Glück ist wohl ein passendes Wort. Denn längst nicht jede der 1 352 öffentlichen Schulen im Freistaat hat „eine Frau May“. An welchen Schulen Schulsozialarbeit angeboten wird, würde statistisch nicht erfasst, ließ die dafür zuständige Sozialministerin Barbara Klepsch (CDU) die Linken-Bildungspolitikerin Cornelia Falken auf deren Anfrage im Sommer wissen. In einem Papier, das das Landesjugendamt dem Landesjugendhilfeausschuss im November letzten Jahres vorgelegt hat, ist von 172 Angeboten die Rede. Das heißt, Sozialarbeit gibt es nur an jeder 13. Schule!

Katrin May ist es wichtig, hier nicht als Schulsozialarbeiterin des Klotzscher Gymnasiums dargestellt zu werden. Das käme wohl einer Amtsanmaßung gleich. Denn Schulsozialarbeit in Sachsen ist projektfinanziert und an einen Träger der freien Jugendhilfe gekoppelt. Und exakt für ein solches – konkret auf 20 Schüler ausgerichtetes Projekt – ist die junge Frau für ihren Träger, das Christliche Jugenddorfwerk Deutschlands e. V., im Einsatz.

Projekt für 20 von 855 Schülern

Das Projekt, das sie am Gymnasium im Dresdner Norden, an dem aber immerhin 855 Schüler lernen, betreut, nennt sich „Soziale Schule“. Es wird aus Mitteln des Europäischen Sozialfonds finanziert und hat das Ziel, Schüler individuell zu fördern. Etwa, wenn es ihnen schwerfällt, sich zu konzentrieren. Wenn sie Probleme mit Lerntechniken haben. Wenn sie wegen eines Vortrags vor der Klasse regelmäßig in Panik geraten. Wenn sie sich verzetteln. Wenn Chaos in ihrem Schulrucksack herrscht. Wenn ihnen alles so sehr über den Kopf wächst, dass sie sich anderen gegenüber verschließen – oder aggressiv werden. Schulsozialarbeit, so der Grundsatz, muss immer vom Kind aus gedacht werden und immer dessen Interessen vertreten.

Einträge aus einem Datensatz:
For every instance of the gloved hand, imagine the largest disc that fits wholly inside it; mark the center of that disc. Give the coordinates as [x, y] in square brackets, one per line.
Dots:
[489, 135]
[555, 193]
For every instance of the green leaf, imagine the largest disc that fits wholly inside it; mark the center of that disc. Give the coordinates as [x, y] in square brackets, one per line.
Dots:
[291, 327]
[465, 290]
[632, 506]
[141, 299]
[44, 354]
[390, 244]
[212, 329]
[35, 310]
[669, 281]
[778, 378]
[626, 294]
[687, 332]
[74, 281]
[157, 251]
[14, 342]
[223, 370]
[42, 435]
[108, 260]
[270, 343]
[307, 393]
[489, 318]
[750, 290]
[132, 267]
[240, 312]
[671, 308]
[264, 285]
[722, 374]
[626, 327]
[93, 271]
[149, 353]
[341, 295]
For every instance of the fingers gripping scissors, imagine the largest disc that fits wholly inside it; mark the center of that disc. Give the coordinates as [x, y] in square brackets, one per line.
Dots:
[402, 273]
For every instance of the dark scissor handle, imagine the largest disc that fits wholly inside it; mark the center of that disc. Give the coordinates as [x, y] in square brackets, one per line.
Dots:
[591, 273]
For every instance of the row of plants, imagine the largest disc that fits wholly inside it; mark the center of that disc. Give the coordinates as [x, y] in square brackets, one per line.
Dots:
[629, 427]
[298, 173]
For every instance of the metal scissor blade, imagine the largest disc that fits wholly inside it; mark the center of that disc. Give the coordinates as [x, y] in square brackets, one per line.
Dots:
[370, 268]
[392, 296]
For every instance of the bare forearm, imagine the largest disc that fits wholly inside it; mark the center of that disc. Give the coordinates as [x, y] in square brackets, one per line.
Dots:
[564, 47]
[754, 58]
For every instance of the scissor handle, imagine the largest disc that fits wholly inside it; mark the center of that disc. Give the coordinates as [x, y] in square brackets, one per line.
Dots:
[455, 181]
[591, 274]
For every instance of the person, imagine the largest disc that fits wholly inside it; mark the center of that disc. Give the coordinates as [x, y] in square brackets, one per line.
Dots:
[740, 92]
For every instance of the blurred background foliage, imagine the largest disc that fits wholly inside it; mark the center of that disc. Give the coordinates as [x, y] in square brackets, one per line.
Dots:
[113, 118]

Aufgaben:
A. Aus welchen Mitteln wird das Projekt „Soziale Schule“ laut dem Artikel über Schulsozialarbeit finanziert?
B. Skaliere in den Einträgen den Abschnitt von der Zeile, die „For every instance of the scissor“ enthält, bis zum Ende der Einträge (beide Enden eingeschlossen), und gib nur diese Zeilen einschließlich der Aufforderungen erneut aus. Multipliziere dabei jede Koordinate in den Antworten mit 0,65 und runde auf ganze Zahlen, wobei halbe Werte aufgerundet werden.
Der Text und die Einträge sind voneinander unabhängiges Material.

Geordnete Antworten:
A. Aus Mitteln des Europäischen Sozialfonds.

B.
For every instance of the scissor handle, imagine the largest disc that fits wholly inside it; mark the center of that disc. Give the coordinates as [x, y] in square brackets, one per line.
Dots:
[296, 118]
[384, 178]
For every instance of the person, imagine the largest disc that fits wholly inside it; mark the center of that disc. Give the coordinates as [x, y] in square brackets, one per line.
Dots:
[481, 60]
For every instance of the blurred background foliage, imagine the largest disc that fits wholly inside it; mark the center of that disc. Give the coordinates as [x, y] in square brackets, one per line.
Dots:
[73, 77]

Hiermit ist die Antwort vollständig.